##### Records to process
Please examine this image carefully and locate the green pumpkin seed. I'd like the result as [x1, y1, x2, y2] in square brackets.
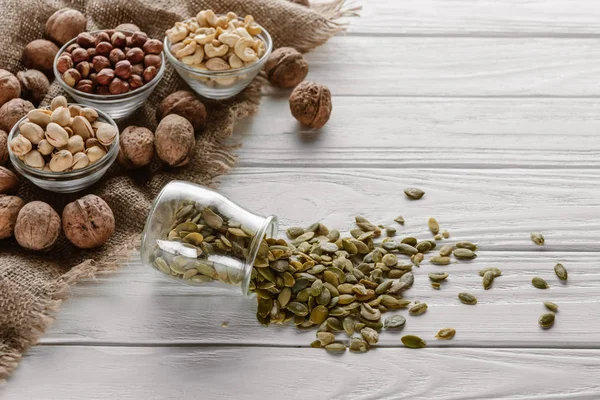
[458, 293, 477, 306]
[400, 335, 427, 349]
[554, 263, 569, 281]
[435, 328, 456, 340]
[531, 276, 549, 289]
##########
**Task to complete:** Convert the rows above into a two-column CSV with the header "prompt" and "boxes", one line per row. Put the request text and its answer each in a single quoted field, replace any line breaks with spaces, and leave out the pictures.

**Correct result:**
prompt,boxes
"Please examine this image carefully and locate the green pumpkin seed. I'd like the result as [x1, y1, x2, y2] in square brackets.","[458, 293, 477, 306] [400, 335, 427, 349] [554, 263, 569, 281] [435, 328, 456, 340] [531, 276, 549, 289]"